begin

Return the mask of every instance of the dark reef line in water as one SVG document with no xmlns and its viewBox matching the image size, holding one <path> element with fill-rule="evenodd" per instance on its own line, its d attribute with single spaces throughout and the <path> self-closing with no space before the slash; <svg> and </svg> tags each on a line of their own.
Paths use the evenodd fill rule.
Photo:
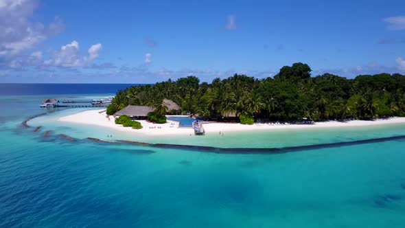
<svg viewBox="0 0 405 228">
<path fill-rule="evenodd" d="M 45 115 L 47 114 L 48 114 L 48 113 L 43 113 L 33 115 L 30 117 L 28 117 L 27 119 L 25 119 L 25 120 L 23 121 L 21 124 L 23 124 L 23 126 L 26 128 L 30 128 L 31 126 L 30 125 L 28 125 L 28 124 L 27 124 L 27 122 L 29 122 L 30 120 L 31 120 L 34 118 L 39 117 L 40 116 Z M 40 126 L 37 128 L 40 128 Z M 39 130 L 39 128 L 38 130 Z"/>
<path fill-rule="evenodd" d="M 36 115 L 32 116 L 22 122 L 23 126 L 25 128 L 30 128 L 27 122 L 35 117 L 45 115 L 48 114 L 48 113 L 44 113 L 38 115 Z M 37 126 L 34 129 L 34 132 L 38 131 L 42 126 Z M 47 137 L 51 130 L 46 131 L 43 135 L 43 137 Z M 65 134 L 60 134 L 59 136 L 64 139 L 67 139 L 70 141 L 78 141 L 78 140 L 73 137 L 71 137 L 69 135 Z M 402 140 L 405 139 L 405 135 L 399 135 L 399 136 L 392 136 L 392 137 L 382 137 L 382 138 L 376 138 L 376 139 L 362 139 L 362 140 L 356 140 L 356 141 L 341 141 L 341 142 L 336 142 L 336 143 L 329 143 L 329 144 L 314 144 L 314 145 L 306 145 L 306 146 L 288 146 L 288 147 L 284 147 L 284 148 L 220 148 L 220 147 L 213 147 L 213 146 L 192 146 L 192 145 L 179 145 L 179 144 L 149 144 L 142 141 L 130 141 L 130 140 L 115 140 L 115 141 L 107 141 L 104 139 L 100 139 L 94 137 L 87 137 L 86 138 L 88 141 L 91 141 L 97 143 L 108 143 L 108 144 L 118 144 L 118 143 L 123 143 L 123 144 L 136 144 L 136 145 L 142 145 L 142 146 L 148 146 L 150 147 L 155 147 L 155 148 L 168 148 L 168 149 L 179 149 L 179 150 L 197 150 L 197 151 L 203 151 L 207 152 L 213 152 L 213 153 L 229 153 L 229 154 L 281 154 L 281 153 L 286 153 L 290 152 L 297 152 L 301 150 L 317 150 L 317 149 L 323 149 L 323 148 L 336 148 L 336 147 L 341 147 L 341 146 L 354 146 L 354 145 L 360 145 L 360 144 L 373 144 L 373 143 L 379 143 L 383 142 L 386 141 L 393 141 L 393 140 Z"/>
<path fill-rule="evenodd" d="M 230 153 L 230 154 L 281 154 L 290 152 L 297 152 L 308 150 L 317 150 L 328 148 L 336 148 L 341 146 L 354 146 L 366 144 L 379 143 L 386 141 L 405 139 L 405 135 L 393 136 L 377 139 L 362 139 L 350 141 L 342 141 L 330 144 L 322 144 L 315 145 L 289 146 L 284 148 L 218 148 L 212 146 L 187 146 L 177 144 L 150 144 L 153 147 L 172 148 L 172 149 L 185 149 L 193 150 L 201 150 L 205 152 L 215 153 Z"/>
</svg>

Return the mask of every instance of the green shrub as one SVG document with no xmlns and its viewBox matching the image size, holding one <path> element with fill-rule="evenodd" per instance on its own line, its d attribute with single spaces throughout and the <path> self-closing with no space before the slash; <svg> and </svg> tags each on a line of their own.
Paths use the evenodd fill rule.
<svg viewBox="0 0 405 228">
<path fill-rule="evenodd" d="M 162 115 L 156 114 L 154 112 L 148 113 L 146 117 L 150 122 L 157 124 L 165 124 L 166 122 L 166 117 Z"/>
<path fill-rule="evenodd" d="M 250 117 L 248 115 L 242 115 L 240 116 L 239 119 L 240 120 L 240 123 L 242 124 L 251 125 L 251 124 L 253 124 L 253 122 L 255 122 L 253 118 L 252 118 L 251 117 Z"/>
<path fill-rule="evenodd" d="M 107 106 L 107 111 L 106 111 L 106 113 L 107 115 L 114 115 L 114 113 L 115 113 L 116 112 L 117 109 L 115 109 L 115 108 L 114 108 L 111 104 Z"/>
<path fill-rule="evenodd" d="M 118 118 L 115 119 L 115 124 L 122 124 L 123 126 L 128 127 L 130 126 L 134 129 L 142 128 L 142 124 L 137 121 L 132 121 L 128 115 L 121 115 Z"/>
</svg>

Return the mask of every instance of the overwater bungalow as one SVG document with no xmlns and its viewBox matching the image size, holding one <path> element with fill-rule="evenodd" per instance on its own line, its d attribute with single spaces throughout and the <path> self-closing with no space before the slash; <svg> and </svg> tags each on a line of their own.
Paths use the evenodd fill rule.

end

> YOUR OBJECTIVE: Turn every line of the records above into a Markdown table with the columns Row and Line, numbering the rows and skipping blank lines. Leave the pictures out.

> EXERCISE RESULT:
| Row | Line |
|---|---|
| 1 | Return the mask of every instance of the dark reef line in water as one SVG document with no xmlns and its viewBox matching the image size, holding one <path> element with fill-rule="evenodd" per instance on its own line, its d attribute with single spaces throughout and the <path> self-closing with no space before the slash; <svg> and </svg> tags each on a line of their own. |
| 2 | Paths use the evenodd fill rule. |
| 3 | Photo: |
| 4 | <svg viewBox="0 0 405 228"> |
| 5 | <path fill-rule="evenodd" d="M 45 115 L 47 114 L 48 114 L 48 113 L 43 113 L 33 115 L 30 117 L 28 117 L 27 119 L 25 119 L 25 120 L 23 121 L 21 124 L 23 124 L 23 126 L 26 128 L 30 128 L 31 126 L 30 125 L 28 125 L 28 124 L 27 124 L 27 122 L 29 122 L 30 120 L 31 120 L 34 118 L 39 117 L 40 116 Z M 40 126 L 37 128 L 40 128 Z M 39 130 L 39 128 L 38 130 Z"/> |
| 6 | <path fill-rule="evenodd" d="M 36 115 L 32 116 L 22 122 L 23 126 L 25 128 L 30 128 L 27 122 L 35 117 L 45 115 L 48 114 L 48 113 L 44 113 L 38 115 Z M 37 126 L 34 129 L 34 132 L 38 131 L 42 126 Z M 47 137 L 51 130 L 46 131 L 43 135 L 43 137 Z M 65 134 L 60 134 L 59 136 L 64 139 L 67 139 L 70 141 L 78 141 L 78 140 L 73 137 L 71 137 L 69 135 Z M 402 140 L 405 139 L 405 135 L 399 135 L 399 136 L 392 136 L 392 137 L 382 137 L 382 138 L 376 138 L 376 139 L 362 139 L 362 140 L 356 140 L 356 141 L 341 141 L 341 142 L 336 142 L 336 143 L 329 143 L 329 144 L 314 144 L 314 145 L 306 145 L 306 146 L 288 146 L 288 147 L 284 147 L 284 148 L 220 148 L 220 147 L 213 147 L 213 146 L 192 146 L 192 145 L 179 145 L 179 144 L 149 144 L 142 141 L 130 141 L 130 140 L 115 140 L 115 141 L 107 141 L 104 139 L 100 139 L 94 137 L 87 137 L 86 138 L 88 141 L 91 141 L 97 143 L 108 143 L 108 144 L 118 144 L 118 143 L 123 143 L 123 144 L 136 144 L 136 145 L 142 145 L 142 146 L 148 146 L 150 147 L 155 147 L 155 148 L 168 148 L 168 149 L 179 149 L 179 150 L 197 150 L 197 151 L 203 151 L 207 152 L 213 152 L 213 153 L 229 153 L 229 154 L 281 154 L 281 153 L 286 153 L 290 152 L 297 152 L 301 150 L 317 150 L 317 149 L 323 149 L 323 148 L 336 148 L 336 147 L 341 147 L 341 146 L 354 146 L 354 145 L 360 145 L 360 144 L 373 144 L 373 143 L 379 143 L 383 142 L 386 141 L 393 141 L 393 140 Z"/> |
| 7 | <path fill-rule="evenodd" d="M 230 153 L 230 154 L 281 154 L 290 152 L 297 152 L 308 150 L 317 150 L 328 148 L 336 148 L 341 146 L 354 146 L 366 144 L 379 143 L 386 141 L 405 139 L 405 135 L 393 136 L 377 139 L 362 139 L 350 141 L 342 141 L 330 144 L 322 144 L 315 145 L 289 146 L 284 148 L 218 148 L 212 146 L 187 146 L 177 144 L 150 144 L 153 147 L 172 148 L 172 149 L 185 149 L 193 150 L 201 150 L 205 152 L 215 153 Z"/> |
| 8 | </svg> |
| 9 | Return the mask of every instance of the green shrub as one SVG document with no xmlns and its viewBox matching the image size, holding one <path> element with fill-rule="evenodd" per instance on its own line, its d attribute with single spaces throughout and the <path> self-closing with no space before the slash; <svg> and </svg> tags each on a line of their own. |
| 10 | Paths use the evenodd fill rule. |
| 11 | <svg viewBox="0 0 405 228"> |
| 12 | <path fill-rule="evenodd" d="M 162 115 L 156 114 L 154 112 L 148 113 L 146 117 L 150 122 L 157 124 L 165 124 L 166 122 L 166 117 Z"/> |
| 13 | <path fill-rule="evenodd" d="M 250 117 L 248 115 L 242 115 L 240 116 L 239 119 L 240 120 L 240 123 L 242 124 L 251 125 L 251 124 L 253 124 L 253 122 L 255 122 L 253 118 L 252 118 L 251 117 Z"/> |
| 14 | <path fill-rule="evenodd" d="M 107 106 L 107 111 L 106 111 L 106 113 L 107 115 L 114 115 L 114 113 L 115 113 L 116 112 L 117 109 L 115 109 L 115 108 L 114 108 L 111 104 Z"/> |
| 15 | <path fill-rule="evenodd" d="M 118 118 L 115 119 L 115 124 L 122 124 L 123 126 L 128 127 L 130 126 L 134 129 L 142 128 L 142 124 L 137 121 L 132 121 L 128 115 L 121 115 Z"/> |
| 16 | </svg> |
| 17 | Return the mask of every instance of the overwater bungalow as one SVG document with no xmlns and its viewBox matching the image size, holding one <path> element with fill-rule="evenodd" per instance on its own line, its d attribute with single spaces throughout and the <path> self-closing with no space before the slash; <svg> and </svg> tags each on a line of their own. |
| 18 | Paths use the evenodd fill rule. |